## EXERCISE 1
Name every legal instrument that the passage on the Dublin Regulation says was part of the recast asylum package adopted in 2013.
## EXERCISE 2
Write the next part of the passage on the Dublin Regulation, picking up after its final sentence.

Segment Start: TEXT PROVIDED

Having discussed the three tenets of ‘solidarity’, it is the EU’s failure to fully respect these, thus stymying a vital realisation of ‘dual’ solidarity, which will now be analysed in light of the Dublin Regulation.
‘Dual’ Solidarity and the Dublin Regulation
The establishment of a CEAS, following the Lisbon Treaty’s incorporation of Article 78(2) TFEU authorising the adoption of common asylum standards and procedures, was transformed from a mere, political objective, into a firm, legal commitment.[76] In 2013, following lengthy negotiations, the EU, in pursuance of such common requirements, adopted a recast ‘asylum package’. This included a recast of the Reception Conditions[77] and Asylum Procedures[78] Directives, the EURODAC Regulation, establishing a fingerprint database for those entering European territory,[79] and, most pertinently, the recast Dublin Regulation (Dublin III). Founded on exclusionary notions of security, however, Dublin III is afflicted by a structural unfairness that risks not only undermining the ‘dual’ solidarity tenets of fidelity and fairness, but positively encourages their subversion.

Segment End: TEXT PROVIDED
Segment Start: STORED DATA

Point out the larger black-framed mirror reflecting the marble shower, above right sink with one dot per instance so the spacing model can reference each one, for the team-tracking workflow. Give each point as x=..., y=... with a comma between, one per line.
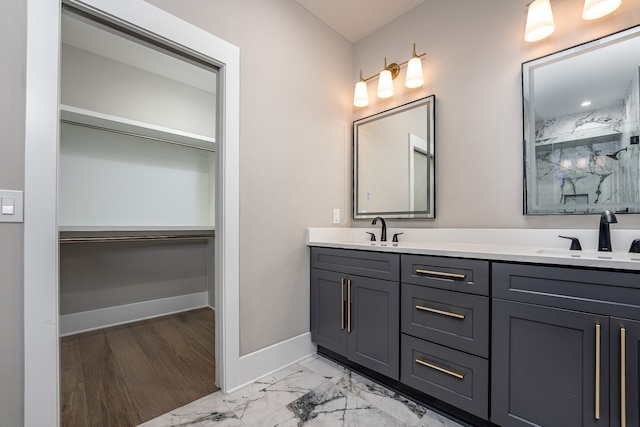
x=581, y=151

Segment End: STORED DATA
Segment Start: STORED DATA

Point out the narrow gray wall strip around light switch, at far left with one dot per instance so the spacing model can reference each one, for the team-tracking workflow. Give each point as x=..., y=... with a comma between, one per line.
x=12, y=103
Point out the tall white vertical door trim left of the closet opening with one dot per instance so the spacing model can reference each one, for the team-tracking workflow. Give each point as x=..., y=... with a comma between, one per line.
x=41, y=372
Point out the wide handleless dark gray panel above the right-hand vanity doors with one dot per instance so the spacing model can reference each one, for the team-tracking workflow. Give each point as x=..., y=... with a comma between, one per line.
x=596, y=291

Segment End: STORED DATA

## RESULT 1
- Reception Conditions Directive (recast)
- Asylum Procedures Directive (recast)
- EURODAC Regulation
- Recast Dublin Regulation (Dublin III)

## RESULT 2
Structural Unfairness
- A Securitised Premise and ‘Mutual Trust’
The Regulation’s central principle, the ‘First State of Arrival’ rule, imposes an asylum-processing responsibility on the ‘first’, invariably Southern, MS in which the asylum-seeker arrives. By logical extension, an asylum-seeker may also be returned to this first MS of arrival if he or she engages in secondary movement.[80] Despite a decade of fierce criticism,[81] the rule nonetheless survived the recast process unscathed. In so doing, Dublin III continues to unfairly perpetuate the geographical disparity in migratory pressure between Northern and Southern MSs, with just five, Southern MSs processing 72% of all asylum claims in 2014.[82]
However, the rule is explicitly justified, judicially[83] and politically,[84] in a desire to inhibit systematic abuse by asylum-seekers, thus avoiding ‘refugees in orbit’[85] and ‘venue-shopping’.[86] As Noll identifies, this logic of ‘abuse’ securitises asylum;[87] by construing the refugee as a threat,[88] in their perceived capacity to undermine notions of state security, sovereignty and economic stability,[89] it legitimates the imposition of onerous, administrative measures, such as the ‘First State of Arrival’ rule, in the course of a “war against illicit migrants”.[90] This, therefore, exempts Northern MSs from their legal duties of fairness and responsibility to refugees and Southern MSs alike, which necessarily obstructs the formation of, both, the interstate and MS-refugee solidarity required in order to successfully address the crisis.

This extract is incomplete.